PASSAGE GIVEN:
▼▼▼
CN120158630BCN 120158630 BCN120158630 BCN 120158630BCN-120158630-B

Abstract

The invention discloses a preparation method of a bright corrosion-resistant aluminum profile, which relates to the technical field of aluminum profile processing and comprises the following steps of mixing and smelting raw materials, pouring, homogenizing, and forming an ingot; extruding, heat treating to form aluminum profile, surface treating to obtain bright corrosion resisting aluminum profile, and the surface treating includes electrolytic oxidation, electrophoretic painting and sealing. According to the invention, the rare earth element plays roles of purifying the matrix, refining and modifying and micro-alloying in the aluminum alloy, and the aluminum alloy structure is refined, so that better compactness and integrity can be shown after oxidation, the protective performance of the aluminum profile is improved, and the corrosion resistance and the brightness of the aluminum profile are improved. The anode plasma electrolytic oxidation is used for preprocessing the aluminum profile and oxidizing the surface of the aluminum profile, and then the cathode plasma electrolytic deposition is used for avoiding the direct contact between the cathode aluminum profile and electrolyte, closing the pores of the barrier layer, obtaining a more compact oxide layer and improving the brightness and corrosion resistance.

Inventors

  • CHEN JIAN
  • LU JIANHONG
  • ZHOU YUXING
  • SU SONG

Assignees

  • 泰兴市盛泰铝业制造有限公司

Dates

Publication Date
20260512
Application Date
20250226

Claims (6)
▲▲▲
ENTRIES SUPPLIED:
▼▼▼
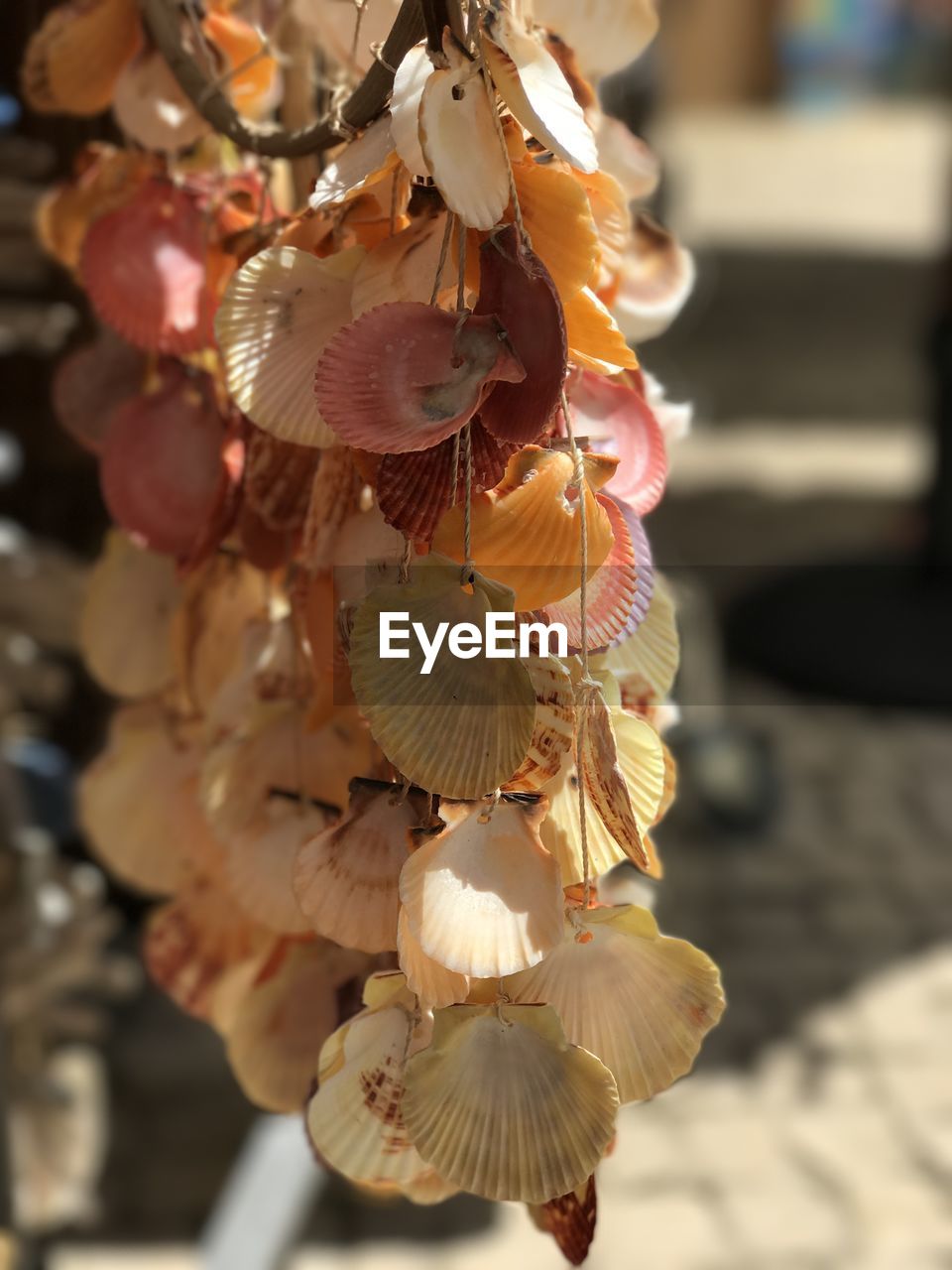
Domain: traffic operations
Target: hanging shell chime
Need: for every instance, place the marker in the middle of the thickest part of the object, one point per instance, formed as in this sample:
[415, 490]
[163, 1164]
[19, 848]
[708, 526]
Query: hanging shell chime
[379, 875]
▲▲▲
▼▼▼
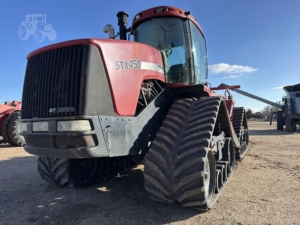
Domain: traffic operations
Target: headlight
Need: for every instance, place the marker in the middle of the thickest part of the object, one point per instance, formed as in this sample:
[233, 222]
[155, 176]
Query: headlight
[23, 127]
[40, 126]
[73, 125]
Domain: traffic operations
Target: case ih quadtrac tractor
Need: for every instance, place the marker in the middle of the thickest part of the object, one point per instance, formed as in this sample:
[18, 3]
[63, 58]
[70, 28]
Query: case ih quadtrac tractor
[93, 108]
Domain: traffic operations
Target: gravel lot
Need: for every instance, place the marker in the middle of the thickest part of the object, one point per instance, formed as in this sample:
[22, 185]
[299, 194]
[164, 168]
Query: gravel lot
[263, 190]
▲▲▲
Please list the processes that the surface treating step includes, according to the aluminum profile patent text above.

Electrolytic oxidation, electrophoretic painting, and sealing.